Provided records =>

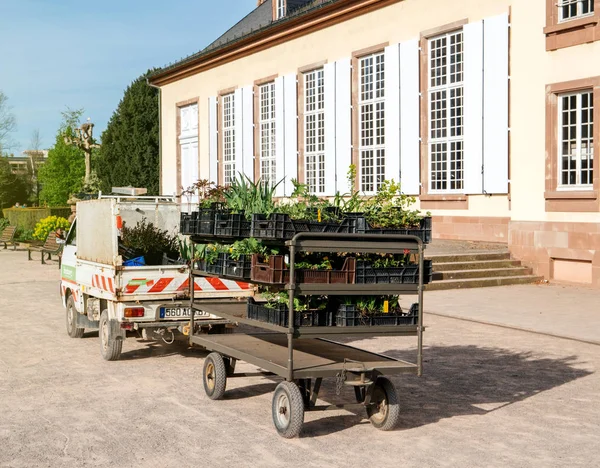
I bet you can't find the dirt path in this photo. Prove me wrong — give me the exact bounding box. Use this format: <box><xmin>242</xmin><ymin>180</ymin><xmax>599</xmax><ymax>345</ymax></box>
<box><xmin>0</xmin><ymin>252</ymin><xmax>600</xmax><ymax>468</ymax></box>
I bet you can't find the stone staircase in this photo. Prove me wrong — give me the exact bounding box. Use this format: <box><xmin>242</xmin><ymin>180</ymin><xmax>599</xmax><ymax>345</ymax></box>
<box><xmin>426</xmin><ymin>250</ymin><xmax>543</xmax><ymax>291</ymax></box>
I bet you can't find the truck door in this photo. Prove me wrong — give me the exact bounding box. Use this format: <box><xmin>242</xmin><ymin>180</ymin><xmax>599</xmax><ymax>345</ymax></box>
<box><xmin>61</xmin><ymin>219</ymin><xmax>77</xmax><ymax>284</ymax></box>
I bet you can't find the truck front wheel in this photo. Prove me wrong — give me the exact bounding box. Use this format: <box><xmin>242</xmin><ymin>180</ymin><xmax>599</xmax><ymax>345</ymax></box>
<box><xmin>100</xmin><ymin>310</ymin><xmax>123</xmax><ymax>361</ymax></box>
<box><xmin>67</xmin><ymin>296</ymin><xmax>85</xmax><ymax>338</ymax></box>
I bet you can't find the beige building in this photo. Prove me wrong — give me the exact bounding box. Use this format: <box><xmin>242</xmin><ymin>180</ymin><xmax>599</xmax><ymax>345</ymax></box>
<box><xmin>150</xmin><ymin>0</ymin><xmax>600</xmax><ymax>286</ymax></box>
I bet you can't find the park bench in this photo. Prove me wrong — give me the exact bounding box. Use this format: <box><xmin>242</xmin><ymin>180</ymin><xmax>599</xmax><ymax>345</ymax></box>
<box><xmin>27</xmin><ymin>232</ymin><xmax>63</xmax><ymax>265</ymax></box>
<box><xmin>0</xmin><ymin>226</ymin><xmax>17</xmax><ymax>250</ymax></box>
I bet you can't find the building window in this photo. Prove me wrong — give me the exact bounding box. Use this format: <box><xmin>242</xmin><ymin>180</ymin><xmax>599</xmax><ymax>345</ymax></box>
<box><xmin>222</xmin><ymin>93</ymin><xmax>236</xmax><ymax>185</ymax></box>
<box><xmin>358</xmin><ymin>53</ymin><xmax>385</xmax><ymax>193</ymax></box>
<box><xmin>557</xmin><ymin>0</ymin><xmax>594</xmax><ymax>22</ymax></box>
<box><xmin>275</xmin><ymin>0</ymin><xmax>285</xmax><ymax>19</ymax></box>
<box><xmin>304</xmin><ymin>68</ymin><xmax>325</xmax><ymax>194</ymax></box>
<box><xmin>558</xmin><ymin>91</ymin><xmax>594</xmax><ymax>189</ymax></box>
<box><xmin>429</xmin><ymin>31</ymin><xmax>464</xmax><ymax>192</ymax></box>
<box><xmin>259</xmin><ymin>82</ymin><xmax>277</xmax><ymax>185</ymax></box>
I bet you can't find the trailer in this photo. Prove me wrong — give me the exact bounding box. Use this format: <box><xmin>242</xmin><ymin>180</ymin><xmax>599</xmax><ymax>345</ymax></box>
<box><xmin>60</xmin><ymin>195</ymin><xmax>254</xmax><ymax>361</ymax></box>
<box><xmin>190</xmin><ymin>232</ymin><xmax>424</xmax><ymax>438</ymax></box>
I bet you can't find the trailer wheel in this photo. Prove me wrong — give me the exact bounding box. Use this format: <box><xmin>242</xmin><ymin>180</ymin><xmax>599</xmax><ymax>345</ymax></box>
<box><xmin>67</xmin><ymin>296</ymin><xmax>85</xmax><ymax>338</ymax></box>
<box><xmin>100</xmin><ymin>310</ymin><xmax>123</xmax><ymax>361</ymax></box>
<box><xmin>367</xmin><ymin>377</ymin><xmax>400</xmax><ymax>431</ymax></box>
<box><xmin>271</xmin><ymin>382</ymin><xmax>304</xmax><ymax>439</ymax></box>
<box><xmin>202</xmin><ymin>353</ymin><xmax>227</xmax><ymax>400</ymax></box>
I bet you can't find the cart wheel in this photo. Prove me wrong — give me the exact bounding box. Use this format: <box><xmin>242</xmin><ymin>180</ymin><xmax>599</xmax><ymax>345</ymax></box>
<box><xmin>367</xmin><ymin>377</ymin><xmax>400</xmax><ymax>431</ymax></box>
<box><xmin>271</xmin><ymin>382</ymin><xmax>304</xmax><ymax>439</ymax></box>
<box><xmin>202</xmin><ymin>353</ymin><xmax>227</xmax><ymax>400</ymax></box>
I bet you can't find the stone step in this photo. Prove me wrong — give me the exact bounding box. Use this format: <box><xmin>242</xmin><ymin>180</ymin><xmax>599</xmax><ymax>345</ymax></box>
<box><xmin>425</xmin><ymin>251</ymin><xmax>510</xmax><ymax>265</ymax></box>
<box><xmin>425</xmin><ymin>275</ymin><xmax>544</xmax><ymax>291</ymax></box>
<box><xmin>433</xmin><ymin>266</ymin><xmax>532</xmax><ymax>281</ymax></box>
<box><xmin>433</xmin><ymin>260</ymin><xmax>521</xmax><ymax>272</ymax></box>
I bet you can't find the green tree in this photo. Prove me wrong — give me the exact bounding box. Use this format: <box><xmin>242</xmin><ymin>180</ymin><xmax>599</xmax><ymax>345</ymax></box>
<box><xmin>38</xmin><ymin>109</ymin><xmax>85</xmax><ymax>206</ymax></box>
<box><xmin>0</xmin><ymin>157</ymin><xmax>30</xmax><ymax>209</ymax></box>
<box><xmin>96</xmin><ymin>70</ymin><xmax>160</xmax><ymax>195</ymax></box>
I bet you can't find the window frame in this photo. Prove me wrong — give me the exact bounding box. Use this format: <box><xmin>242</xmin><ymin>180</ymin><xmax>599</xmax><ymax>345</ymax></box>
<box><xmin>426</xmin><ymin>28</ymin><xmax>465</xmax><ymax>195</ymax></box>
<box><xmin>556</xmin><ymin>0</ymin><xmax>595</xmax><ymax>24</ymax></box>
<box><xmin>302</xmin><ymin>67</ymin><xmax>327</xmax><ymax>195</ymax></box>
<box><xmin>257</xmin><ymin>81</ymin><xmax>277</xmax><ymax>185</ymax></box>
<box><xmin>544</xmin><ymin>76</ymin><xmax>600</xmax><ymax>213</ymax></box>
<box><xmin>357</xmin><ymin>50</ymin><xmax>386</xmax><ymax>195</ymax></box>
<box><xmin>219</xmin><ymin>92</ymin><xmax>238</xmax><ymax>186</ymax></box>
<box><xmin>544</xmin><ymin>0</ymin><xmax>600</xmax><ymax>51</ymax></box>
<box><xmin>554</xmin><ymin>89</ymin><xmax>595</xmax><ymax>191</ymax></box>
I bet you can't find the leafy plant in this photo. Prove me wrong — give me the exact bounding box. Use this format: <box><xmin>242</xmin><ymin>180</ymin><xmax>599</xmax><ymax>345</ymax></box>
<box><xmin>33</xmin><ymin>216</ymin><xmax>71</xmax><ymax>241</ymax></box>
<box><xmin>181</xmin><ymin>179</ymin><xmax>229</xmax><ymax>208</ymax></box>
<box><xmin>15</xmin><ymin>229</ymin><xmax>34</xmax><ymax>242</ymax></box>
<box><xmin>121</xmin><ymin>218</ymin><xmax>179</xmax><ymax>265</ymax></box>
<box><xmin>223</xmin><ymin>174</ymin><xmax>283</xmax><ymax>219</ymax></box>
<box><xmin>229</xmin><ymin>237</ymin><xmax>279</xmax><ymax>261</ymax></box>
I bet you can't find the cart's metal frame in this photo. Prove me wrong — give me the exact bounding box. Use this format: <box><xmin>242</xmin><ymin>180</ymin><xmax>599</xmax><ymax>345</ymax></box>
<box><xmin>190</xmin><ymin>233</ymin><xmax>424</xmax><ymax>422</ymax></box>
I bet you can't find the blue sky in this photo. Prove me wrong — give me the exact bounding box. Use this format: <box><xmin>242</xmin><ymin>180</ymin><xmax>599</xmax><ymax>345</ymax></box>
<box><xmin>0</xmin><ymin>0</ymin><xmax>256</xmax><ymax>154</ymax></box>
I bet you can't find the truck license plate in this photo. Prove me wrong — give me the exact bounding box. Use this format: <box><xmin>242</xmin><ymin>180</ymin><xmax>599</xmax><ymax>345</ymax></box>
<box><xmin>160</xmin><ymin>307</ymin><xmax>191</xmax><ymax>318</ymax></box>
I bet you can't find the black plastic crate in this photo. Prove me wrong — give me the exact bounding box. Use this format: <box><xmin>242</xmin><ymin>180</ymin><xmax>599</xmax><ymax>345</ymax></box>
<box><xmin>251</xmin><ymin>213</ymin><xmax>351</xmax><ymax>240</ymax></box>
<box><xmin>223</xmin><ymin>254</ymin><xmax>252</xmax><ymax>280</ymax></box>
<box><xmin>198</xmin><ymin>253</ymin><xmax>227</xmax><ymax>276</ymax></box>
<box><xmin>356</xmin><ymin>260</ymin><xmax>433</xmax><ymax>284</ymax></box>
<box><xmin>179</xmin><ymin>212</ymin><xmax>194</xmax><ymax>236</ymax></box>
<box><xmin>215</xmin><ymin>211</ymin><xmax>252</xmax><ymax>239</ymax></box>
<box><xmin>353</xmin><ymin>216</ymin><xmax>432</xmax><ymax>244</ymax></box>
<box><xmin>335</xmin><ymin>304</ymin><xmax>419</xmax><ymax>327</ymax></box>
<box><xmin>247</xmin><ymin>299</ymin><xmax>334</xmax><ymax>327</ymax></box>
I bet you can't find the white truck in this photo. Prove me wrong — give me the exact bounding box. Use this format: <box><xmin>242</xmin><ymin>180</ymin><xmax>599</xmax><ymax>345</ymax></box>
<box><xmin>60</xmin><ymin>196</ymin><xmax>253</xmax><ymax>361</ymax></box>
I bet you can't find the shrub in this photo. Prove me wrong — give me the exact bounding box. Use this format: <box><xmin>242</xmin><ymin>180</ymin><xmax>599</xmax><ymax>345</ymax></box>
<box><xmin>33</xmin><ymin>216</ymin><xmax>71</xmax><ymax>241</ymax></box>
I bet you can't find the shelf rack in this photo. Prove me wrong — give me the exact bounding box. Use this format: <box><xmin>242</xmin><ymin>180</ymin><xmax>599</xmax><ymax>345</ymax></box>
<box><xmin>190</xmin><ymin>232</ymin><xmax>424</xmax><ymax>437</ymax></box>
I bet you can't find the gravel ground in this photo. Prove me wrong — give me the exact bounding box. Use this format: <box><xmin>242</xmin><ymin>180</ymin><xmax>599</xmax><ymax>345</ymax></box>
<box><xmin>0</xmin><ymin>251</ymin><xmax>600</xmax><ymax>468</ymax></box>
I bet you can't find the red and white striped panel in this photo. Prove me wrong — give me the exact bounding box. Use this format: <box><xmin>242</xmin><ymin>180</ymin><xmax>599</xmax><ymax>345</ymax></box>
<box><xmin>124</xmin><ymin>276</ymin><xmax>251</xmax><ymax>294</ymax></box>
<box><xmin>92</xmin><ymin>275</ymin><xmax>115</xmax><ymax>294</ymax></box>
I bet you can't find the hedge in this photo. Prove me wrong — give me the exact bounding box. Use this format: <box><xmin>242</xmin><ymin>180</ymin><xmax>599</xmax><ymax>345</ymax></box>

Exercise details =>
Set down nothing but the lines from the one with "I bet you can't find the shelf" through the end of the records, keeping each line exactly as written and including both ends.

Reply to the exercise =>
I bet you can't find the shelf rack in this photo. Prove me wrong — give me the exact bounding box. Use this format: <box><xmin>242</xmin><ymin>180</ymin><xmax>599</xmax><ymax>345</ymax></box>
<box><xmin>190</xmin><ymin>232</ymin><xmax>424</xmax><ymax>437</ymax></box>
I bet you can't find the gravel ground in this photo. Prove me wrong — give me the exact bounding box. Use this format: <box><xmin>242</xmin><ymin>180</ymin><xmax>599</xmax><ymax>345</ymax></box>
<box><xmin>0</xmin><ymin>251</ymin><xmax>600</xmax><ymax>468</ymax></box>
I bet you can't find the red and white striped panel in this photo. Prove me wrong — give me the exact bounding box. Use this format: <box><xmin>242</xmin><ymin>180</ymin><xmax>599</xmax><ymax>345</ymax></box>
<box><xmin>124</xmin><ymin>276</ymin><xmax>251</xmax><ymax>294</ymax></box>
<box><xmin>92</xmin><ymin>275</ymin><xmax>115</xmax><ymax>294</ymax></box>
I bet you can't find the hedge in this photo. Prove me wrong — give me the exact bounding box. Use this format: <box><xmin>242</xmin><ymin>180</ymin><xmax>599</xmax><ymax>345</ymax></box>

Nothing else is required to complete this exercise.